Aim of the exercise: Pick out each line in the stored records below that contains the string "antaranews", and copy those lines.

── Material supplied ──

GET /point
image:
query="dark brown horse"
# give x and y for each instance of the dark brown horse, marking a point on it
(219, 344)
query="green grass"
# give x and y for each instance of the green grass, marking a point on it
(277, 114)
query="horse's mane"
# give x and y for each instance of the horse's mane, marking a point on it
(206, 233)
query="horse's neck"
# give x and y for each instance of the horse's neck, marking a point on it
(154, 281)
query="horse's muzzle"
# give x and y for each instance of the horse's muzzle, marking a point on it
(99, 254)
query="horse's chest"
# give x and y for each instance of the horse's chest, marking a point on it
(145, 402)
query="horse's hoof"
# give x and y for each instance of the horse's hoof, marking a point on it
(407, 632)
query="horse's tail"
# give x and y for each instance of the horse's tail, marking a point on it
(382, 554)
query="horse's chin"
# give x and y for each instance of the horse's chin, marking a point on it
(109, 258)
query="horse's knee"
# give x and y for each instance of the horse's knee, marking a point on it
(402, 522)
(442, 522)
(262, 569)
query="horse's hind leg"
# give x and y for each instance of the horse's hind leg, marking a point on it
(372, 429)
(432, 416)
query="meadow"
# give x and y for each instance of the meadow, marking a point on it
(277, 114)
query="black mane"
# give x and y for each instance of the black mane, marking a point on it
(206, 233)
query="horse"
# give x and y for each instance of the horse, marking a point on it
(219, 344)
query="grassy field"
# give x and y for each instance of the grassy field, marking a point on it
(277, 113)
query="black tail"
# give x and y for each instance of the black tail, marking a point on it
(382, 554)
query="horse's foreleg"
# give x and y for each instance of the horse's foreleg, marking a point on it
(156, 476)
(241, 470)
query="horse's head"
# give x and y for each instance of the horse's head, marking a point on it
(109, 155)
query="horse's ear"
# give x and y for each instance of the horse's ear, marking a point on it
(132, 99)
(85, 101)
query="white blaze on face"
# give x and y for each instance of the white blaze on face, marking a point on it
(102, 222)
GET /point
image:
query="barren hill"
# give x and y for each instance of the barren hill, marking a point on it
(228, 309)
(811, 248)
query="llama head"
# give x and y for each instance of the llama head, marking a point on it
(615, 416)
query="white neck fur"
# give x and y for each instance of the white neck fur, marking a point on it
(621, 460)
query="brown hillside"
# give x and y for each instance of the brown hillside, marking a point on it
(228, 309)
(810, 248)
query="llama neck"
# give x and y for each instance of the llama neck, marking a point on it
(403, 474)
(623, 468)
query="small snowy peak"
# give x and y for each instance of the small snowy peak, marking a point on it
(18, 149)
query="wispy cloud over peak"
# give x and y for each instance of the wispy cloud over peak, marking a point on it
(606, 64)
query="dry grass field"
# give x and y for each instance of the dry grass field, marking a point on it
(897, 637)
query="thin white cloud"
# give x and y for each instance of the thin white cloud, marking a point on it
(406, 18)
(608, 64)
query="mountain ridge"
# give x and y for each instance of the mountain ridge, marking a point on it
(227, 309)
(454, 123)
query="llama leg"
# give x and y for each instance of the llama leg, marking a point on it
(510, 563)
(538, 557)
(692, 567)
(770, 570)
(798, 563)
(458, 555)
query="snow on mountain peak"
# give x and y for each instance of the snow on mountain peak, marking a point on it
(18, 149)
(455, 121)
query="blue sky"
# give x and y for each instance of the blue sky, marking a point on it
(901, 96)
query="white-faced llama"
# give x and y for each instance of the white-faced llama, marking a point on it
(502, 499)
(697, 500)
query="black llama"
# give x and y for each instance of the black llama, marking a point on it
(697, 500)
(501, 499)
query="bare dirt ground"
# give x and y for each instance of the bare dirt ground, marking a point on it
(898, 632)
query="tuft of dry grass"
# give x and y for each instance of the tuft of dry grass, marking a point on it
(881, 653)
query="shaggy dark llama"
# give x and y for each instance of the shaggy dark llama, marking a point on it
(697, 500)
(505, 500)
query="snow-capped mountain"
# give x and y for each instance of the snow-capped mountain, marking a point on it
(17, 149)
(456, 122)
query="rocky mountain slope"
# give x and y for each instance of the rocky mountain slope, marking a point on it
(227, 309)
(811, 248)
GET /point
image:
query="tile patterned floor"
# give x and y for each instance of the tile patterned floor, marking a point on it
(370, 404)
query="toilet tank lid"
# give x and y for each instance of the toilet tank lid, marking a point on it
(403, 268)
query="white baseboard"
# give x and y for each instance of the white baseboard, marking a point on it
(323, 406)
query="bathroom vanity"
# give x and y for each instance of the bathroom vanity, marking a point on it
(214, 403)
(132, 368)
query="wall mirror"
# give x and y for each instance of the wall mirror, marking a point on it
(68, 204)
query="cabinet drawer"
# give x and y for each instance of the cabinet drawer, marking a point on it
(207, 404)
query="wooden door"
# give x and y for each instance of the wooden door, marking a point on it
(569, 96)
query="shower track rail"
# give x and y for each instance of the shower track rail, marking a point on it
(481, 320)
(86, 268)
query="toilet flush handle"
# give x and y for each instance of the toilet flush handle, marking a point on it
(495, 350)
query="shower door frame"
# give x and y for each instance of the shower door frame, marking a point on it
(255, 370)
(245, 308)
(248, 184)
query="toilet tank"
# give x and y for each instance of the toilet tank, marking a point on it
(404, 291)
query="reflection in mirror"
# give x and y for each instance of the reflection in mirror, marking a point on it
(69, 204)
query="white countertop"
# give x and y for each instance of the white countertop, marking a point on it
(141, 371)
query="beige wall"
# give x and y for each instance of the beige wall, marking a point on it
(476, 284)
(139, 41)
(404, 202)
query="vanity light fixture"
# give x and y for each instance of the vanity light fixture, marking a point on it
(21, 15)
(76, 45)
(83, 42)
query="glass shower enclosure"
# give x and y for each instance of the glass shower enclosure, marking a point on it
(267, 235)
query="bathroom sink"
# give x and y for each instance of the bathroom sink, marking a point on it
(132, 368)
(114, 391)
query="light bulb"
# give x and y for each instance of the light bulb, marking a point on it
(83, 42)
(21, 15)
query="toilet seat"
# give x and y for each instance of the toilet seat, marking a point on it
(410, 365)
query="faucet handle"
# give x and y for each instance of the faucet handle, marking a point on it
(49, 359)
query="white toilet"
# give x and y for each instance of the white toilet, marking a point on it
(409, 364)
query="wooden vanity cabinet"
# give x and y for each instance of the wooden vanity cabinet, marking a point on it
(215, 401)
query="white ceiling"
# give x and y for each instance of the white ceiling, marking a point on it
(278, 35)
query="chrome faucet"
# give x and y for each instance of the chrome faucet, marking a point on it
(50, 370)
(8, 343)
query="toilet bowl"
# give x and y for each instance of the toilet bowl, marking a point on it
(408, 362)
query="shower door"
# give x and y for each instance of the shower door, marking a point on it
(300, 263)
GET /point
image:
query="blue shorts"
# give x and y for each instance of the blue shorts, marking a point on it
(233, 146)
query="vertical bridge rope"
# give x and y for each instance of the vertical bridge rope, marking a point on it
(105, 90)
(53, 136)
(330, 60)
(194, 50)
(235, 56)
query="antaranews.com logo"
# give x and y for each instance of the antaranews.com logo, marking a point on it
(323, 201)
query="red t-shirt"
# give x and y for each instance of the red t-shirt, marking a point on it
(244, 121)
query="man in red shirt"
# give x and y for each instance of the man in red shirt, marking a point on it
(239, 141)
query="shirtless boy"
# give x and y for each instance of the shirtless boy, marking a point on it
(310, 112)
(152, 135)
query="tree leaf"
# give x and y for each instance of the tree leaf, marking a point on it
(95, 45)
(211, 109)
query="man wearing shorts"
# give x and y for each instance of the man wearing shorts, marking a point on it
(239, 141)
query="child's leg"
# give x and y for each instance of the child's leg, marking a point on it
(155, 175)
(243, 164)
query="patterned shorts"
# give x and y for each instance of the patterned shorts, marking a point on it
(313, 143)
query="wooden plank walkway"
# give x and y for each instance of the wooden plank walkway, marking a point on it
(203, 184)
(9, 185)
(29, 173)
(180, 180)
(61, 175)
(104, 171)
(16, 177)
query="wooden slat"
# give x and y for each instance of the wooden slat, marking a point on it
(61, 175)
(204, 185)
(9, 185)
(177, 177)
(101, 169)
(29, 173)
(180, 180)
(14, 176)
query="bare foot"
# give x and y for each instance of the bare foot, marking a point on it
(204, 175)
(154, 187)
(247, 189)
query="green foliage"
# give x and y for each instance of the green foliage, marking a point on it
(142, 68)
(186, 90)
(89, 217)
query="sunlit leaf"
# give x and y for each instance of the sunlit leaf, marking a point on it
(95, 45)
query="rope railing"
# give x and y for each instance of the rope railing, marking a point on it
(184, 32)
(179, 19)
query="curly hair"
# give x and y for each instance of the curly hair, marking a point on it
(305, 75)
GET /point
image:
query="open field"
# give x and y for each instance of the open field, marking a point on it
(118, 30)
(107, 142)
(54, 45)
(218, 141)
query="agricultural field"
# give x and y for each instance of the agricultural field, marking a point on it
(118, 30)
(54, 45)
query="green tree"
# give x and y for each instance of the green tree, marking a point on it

───

Completed task:
query="antaranews.com logo"
# give x and y for each instance of the antaranews.com logo, marking a point on it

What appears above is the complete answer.